Of the more than $10,000 pledged, the National Trust for the Cayman Islands has received $7,210 as of Monday morning to be used as a reward for information about the killings of seven Blue Iguanas at the Queen Elizabeth II Botanic Park 3-4 May.
Along with the five male and two female blues who died, two other males were injured.
According to the Penal Code, whoever wilfully and unlawfully kills, maims or wounds any animal capable of being stolen is guilty of an offence and liable to imprisonment for five years. Other laws may also apply.
The National Trust is coordinating the reward fund, which reached the $7,100 mark on Friday afternoon. Anyone with information is asked to call Crime Stoppers at 800-8477 (800-TIPS).
Fred Burton, director of the Blue Iguana Recovery Programme, said the two surviving blues were being treated with a painkiller, antibiotic and other injections to counteract any developing infections and other possible consequences of internal injury.
The two, Billy and Archie, were under observation in a natural enclosure to minimise all stress.
Four blues were found dead inside the fenced-in facility at the park on Sunday morning, 4 May, after volunteers unlocked the gate. The body of a fifth iguana was not found, but his entrails were.
On Tuesday, the sixth iguana died of his injuries. That prompted even more concern for the remaining two. ‘Responding to the crisis, the wildlife Conservation Society dispatched specialist veterinarian Dr. Stephanie James to attend to these two large breeding males,’ Mr. Burton reported.
He thanked the Department of Agriculture and Cayman Islands Veterinary Board for extraordinary measures willingly taken so that Ms James could get to work as soon as she arrived on Thursday afternoon.
He said X-rays had already confirmed Billy had problems and Ms James confirmed that some of the types of injuries that had been fatal to the other iguanas might also be present in Billy and Archie. However, she commented, findings from the blood tests were not as disastrous as she had feared.
Ms. James was designing an ongoing treatment strategy.

> _SOURCE MATERIAL_:
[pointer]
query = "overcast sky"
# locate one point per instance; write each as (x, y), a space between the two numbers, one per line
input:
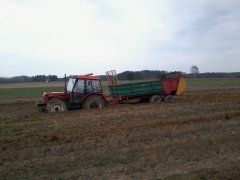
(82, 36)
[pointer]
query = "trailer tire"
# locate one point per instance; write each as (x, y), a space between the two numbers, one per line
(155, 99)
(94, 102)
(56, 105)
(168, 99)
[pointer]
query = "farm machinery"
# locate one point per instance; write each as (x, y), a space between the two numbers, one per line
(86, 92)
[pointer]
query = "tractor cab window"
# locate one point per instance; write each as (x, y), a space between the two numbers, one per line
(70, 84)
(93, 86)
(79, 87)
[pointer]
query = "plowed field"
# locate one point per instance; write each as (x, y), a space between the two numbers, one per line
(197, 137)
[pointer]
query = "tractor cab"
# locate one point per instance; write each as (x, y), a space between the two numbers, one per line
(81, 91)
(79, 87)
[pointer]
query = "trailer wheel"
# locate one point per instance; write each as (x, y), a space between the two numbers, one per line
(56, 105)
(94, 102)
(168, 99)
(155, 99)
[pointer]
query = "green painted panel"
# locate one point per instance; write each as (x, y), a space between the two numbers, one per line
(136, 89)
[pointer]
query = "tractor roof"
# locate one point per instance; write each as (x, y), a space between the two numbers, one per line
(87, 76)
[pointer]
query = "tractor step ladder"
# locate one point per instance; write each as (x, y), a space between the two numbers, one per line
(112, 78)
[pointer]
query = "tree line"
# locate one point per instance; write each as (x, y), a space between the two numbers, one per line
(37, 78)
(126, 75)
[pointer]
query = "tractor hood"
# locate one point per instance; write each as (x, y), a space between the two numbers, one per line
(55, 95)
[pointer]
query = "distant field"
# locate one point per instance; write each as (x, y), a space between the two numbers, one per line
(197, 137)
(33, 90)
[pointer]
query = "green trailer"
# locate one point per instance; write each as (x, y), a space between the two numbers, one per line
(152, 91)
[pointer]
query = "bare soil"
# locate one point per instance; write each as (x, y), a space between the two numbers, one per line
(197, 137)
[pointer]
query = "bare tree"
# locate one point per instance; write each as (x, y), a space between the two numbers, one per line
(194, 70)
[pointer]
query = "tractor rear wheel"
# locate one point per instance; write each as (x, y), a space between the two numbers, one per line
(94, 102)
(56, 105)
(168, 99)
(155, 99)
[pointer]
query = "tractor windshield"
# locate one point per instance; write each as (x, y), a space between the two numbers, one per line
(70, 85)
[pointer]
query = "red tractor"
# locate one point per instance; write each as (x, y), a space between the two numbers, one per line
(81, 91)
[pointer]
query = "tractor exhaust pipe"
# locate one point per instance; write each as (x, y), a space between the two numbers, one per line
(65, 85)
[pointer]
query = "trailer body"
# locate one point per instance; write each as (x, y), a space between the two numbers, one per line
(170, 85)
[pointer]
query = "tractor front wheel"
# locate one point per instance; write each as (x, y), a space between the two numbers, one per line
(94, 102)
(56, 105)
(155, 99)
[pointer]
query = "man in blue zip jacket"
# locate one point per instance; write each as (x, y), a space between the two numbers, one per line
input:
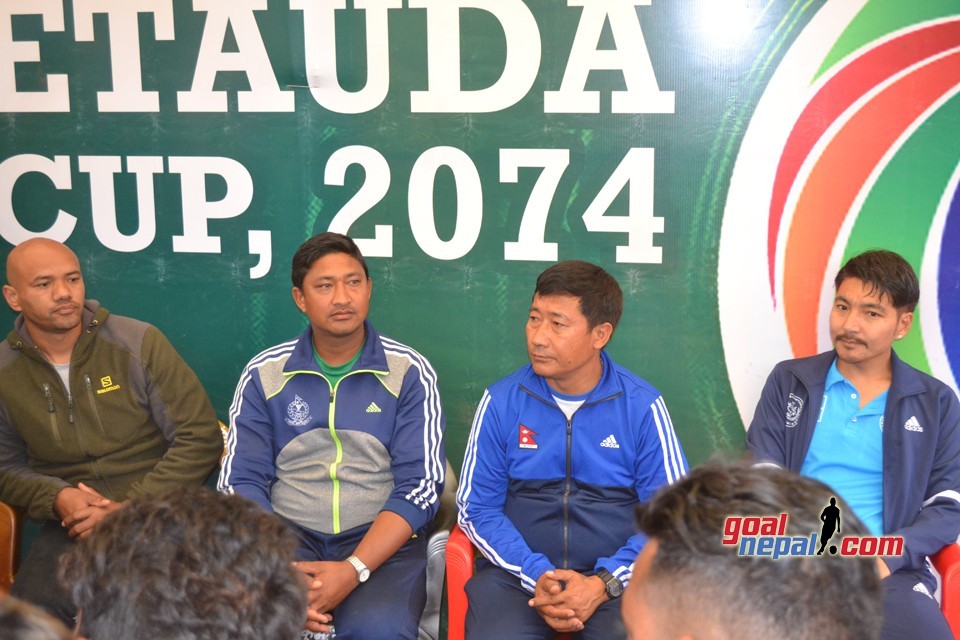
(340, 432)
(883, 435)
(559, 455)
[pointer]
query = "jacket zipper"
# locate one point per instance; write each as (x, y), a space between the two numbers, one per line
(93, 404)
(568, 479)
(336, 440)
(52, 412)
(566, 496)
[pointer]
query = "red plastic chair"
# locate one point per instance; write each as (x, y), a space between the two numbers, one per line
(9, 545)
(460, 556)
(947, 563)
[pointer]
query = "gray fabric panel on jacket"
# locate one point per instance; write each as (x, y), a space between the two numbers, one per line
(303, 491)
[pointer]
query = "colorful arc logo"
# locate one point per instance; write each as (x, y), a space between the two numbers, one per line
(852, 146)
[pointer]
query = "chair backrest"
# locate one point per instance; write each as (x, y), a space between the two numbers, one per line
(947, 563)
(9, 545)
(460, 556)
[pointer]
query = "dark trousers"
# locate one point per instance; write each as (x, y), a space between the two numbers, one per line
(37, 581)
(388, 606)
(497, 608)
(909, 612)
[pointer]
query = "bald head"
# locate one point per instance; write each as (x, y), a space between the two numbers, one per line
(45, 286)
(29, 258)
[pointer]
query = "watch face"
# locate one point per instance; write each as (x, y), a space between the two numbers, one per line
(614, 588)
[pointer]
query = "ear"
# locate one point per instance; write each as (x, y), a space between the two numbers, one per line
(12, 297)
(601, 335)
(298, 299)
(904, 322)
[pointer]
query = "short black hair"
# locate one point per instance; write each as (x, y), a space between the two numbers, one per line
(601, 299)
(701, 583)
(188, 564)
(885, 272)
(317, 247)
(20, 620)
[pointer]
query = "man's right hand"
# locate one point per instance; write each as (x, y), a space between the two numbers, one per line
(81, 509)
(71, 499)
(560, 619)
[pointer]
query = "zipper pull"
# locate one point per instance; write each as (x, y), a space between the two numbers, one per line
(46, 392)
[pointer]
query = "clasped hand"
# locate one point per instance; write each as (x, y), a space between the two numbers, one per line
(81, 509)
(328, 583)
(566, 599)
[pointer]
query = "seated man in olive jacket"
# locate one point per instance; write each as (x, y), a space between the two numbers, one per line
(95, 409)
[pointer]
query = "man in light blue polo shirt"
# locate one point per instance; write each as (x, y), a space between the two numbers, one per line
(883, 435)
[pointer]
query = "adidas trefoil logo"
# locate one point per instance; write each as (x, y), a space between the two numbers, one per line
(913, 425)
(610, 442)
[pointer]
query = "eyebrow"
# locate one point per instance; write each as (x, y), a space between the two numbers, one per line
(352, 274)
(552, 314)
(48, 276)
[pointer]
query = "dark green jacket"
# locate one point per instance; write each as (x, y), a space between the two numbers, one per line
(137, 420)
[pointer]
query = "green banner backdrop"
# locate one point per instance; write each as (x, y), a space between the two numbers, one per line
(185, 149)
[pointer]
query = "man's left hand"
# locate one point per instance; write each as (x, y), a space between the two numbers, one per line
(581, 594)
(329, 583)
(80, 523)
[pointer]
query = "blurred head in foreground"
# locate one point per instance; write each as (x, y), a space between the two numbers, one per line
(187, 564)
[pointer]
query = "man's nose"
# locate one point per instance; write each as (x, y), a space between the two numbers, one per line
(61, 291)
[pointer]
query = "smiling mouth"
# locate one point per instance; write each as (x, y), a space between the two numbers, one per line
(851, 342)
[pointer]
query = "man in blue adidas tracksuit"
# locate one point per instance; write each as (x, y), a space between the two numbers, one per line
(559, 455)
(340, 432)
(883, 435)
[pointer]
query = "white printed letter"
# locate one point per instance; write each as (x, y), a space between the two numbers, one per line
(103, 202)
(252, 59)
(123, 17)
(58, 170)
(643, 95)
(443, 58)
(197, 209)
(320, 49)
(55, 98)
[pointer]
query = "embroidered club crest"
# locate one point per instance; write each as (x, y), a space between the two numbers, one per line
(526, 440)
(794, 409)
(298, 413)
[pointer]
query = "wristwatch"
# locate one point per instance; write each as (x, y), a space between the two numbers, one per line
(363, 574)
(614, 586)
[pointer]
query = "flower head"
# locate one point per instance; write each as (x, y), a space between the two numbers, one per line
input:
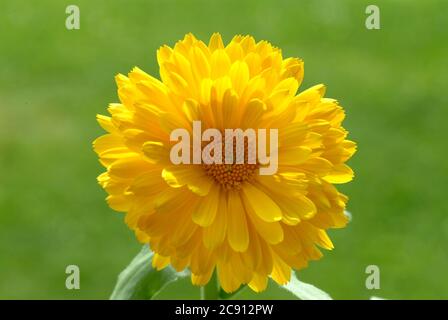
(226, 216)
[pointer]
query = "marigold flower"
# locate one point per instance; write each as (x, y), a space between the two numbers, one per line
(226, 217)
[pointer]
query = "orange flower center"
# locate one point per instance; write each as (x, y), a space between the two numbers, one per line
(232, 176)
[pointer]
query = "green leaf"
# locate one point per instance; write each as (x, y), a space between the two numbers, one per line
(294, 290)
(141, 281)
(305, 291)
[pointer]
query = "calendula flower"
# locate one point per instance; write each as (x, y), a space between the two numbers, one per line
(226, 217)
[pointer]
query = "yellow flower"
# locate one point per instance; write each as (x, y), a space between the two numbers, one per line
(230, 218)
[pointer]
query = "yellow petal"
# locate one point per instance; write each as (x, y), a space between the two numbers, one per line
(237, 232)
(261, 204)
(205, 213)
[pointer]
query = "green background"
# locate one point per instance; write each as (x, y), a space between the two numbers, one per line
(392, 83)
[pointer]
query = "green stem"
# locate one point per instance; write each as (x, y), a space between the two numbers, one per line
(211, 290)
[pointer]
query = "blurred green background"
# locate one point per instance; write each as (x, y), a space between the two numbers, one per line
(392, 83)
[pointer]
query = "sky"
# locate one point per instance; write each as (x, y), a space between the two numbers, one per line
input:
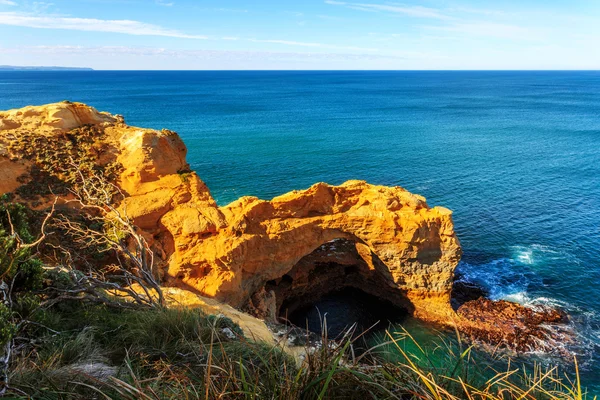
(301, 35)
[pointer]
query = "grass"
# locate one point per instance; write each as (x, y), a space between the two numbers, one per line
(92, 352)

> _EXERCISE TASKS_:
**1.** In the iguana killings article, what prison term does the Penal Code set for wilfully and unlawfully killing an animal capable of being stolen?
**2.** Print the part of the iguana killings article that starts at the words "According to the" and ends after "of internal injury.".
The lines are not needed for anything here.

> _SOLUTIONS_:
**1.** Five years.

**2.**
According to the Penal Code, whoever wilfully and unlawfully kills, maims or wounds any animal capable of being stolen is guilty of an offence and liable to imprisonment for five years. Other laws may also apply.
The National Trust is coordinating the reward fund, which reached the $7,100 mark on Friday afternoon. Anyone with information is asked to call Crime Stoppers at 800-8477 (800-TIPS).
Fred Burton, director of the Blue Iguana Recovery Programme, said the two surviving blues were being treated with a painkiller, antibiotic and other injections to counteract any developing infections and other possible consequences of internal injury.